Although this is a very simple example, we can nevertheless observe some key traits of a typical GraphQL API which are relevant for a review of key differences from REST-ish APIs.

In simplest use cases, GraphQL is “just JSON over HTTP”

In practice, client and server libraries are needed to do most of the heavy lifting (similarly to client and server implementations of the JSON:API spec), but in essence the interface between GraphQL clients and servers is mostly a pipeline of JSON documents (requests and response) over HTTP: for very simple interactions, even plain requests via cURL will work fine.

Requests typically hit a single “endpoint”

In this example, the endpoint is https://git.sr.ht/query.

This acts effectively as an “entry point” to the entire GraphQL API, through which all the client request are channeled.

Meaningful, consistent and elegant URI design, which is typically a core part of a REST API, does not really apply to GraphQL. All the naming semantics are conveyed through the GraphQL payload (above shown as raw GraphQL query, but typically encapsulated in a JSON file which contains both query and variables).

In a REST API, a request similar to the example above, to create a new repository, would be done via something like POST /api/v1/repositories, with a JSON payload describing the resource that we are trying to create.

HTTP is used as a “dumb” transport channel

All requests use a single HTTP verb (typically, POST: GET may be used to query data only, not to mutate data), besides using a single “endpoint”.

This is a major departure from the consistent use of key HTTP verbs in REST APIs.

GraphQL is kind of RPC

In their simplest form, GraphQL queries do indeed feel declarative; for example:

query {
  me {
    canonicalName
  }
}

However, they can be augmented with parameters which may describe server-side operations of arbitrary complexity; such as plain filters in the example below (repositories(filter: { count: 2 }):

query {
  me {
    canonicalName
    repositories(filter: { count: 2 }) {
      cursor
      results {
        id, name, updated
      }
    }
  }
}

Or stateful cursors for paginated result sets such as in the example below:

query {
  me {
    canonicalName
    repositories(cursor: "<long string with cursor>") {
      cursor
      results {
        id, name, updated
      }
    }
  }
}

In my view, GraphQL allows to hit a sweet spot between the meaningful manipulation of representations of resources as typically done in REST APIs, and the potential expressiveness and flexibility of RPC interfaces, yet without forcing to work within the complexity of more elaborate RPC systems (for those still having SOAP or XML-RPC nightmares from the 2000s).

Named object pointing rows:
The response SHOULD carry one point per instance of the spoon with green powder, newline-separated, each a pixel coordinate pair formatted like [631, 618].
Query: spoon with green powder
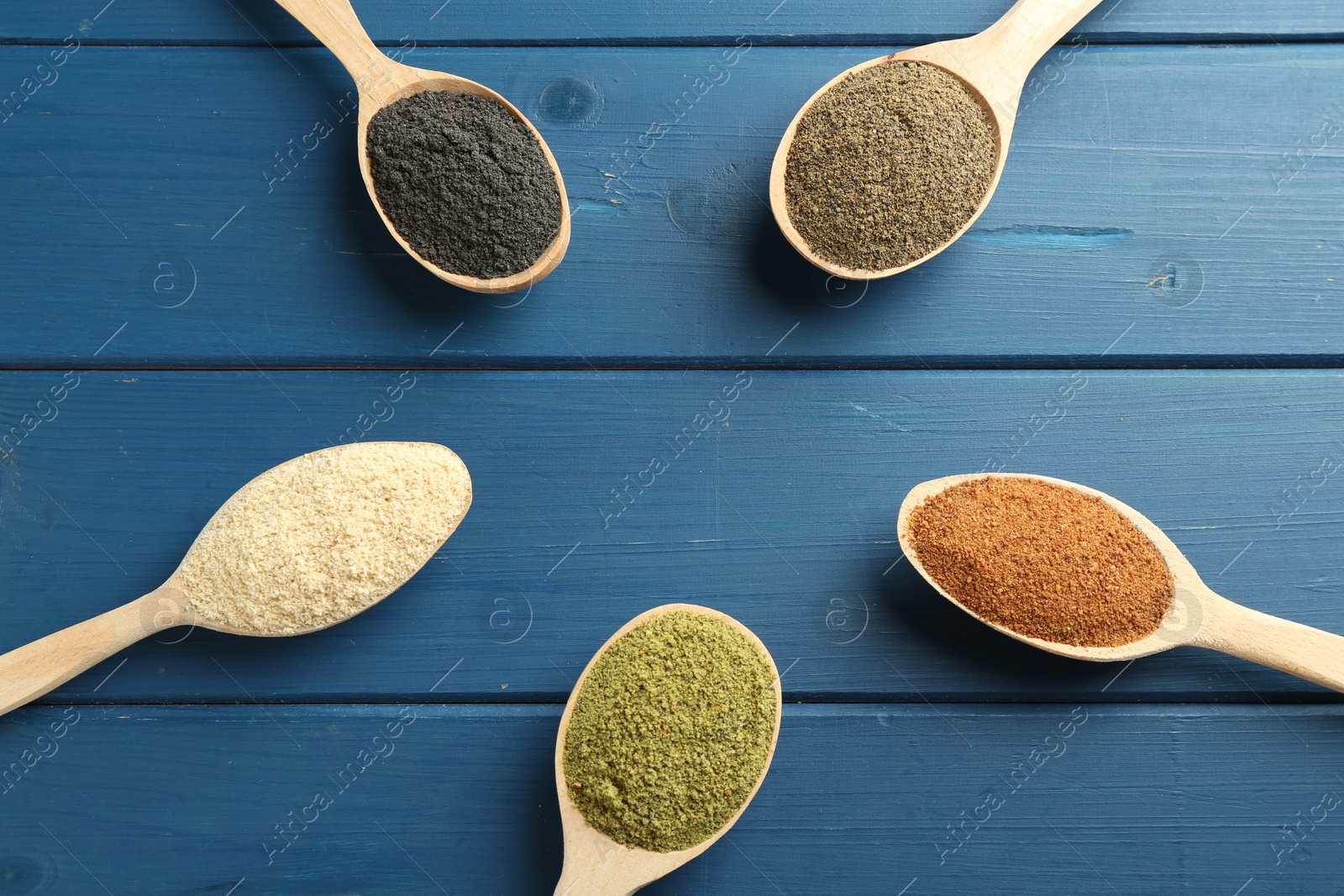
[304, 546]
[1074, 571]
[664, 741]
[463, 181]
[894, 159]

Brief: Restate the stretch of the GraphQL passage from "Although this is" through "will work fine.", swapping "heavy lifting" for "hard work". The rows have nothing to do with this.

Answer to the task:
Although this is a very simple example, we can nevertheless observe some key traits of a typical GraphQL API which are relevant for a review of key differences from REST-ish APIs.

In simplest use cases, GraphQL is “just JSON over HTTP”

In practice, client and server libraries are needed to do most of the hard work (similarly to client and server implementations of the JSON:API spec), but in essence the interface between GraphQL clients and servers is mostly a pipeline of JSON documents (requests and response) over HTTP: for very simple interactions, even plain requests via cURL will work fine.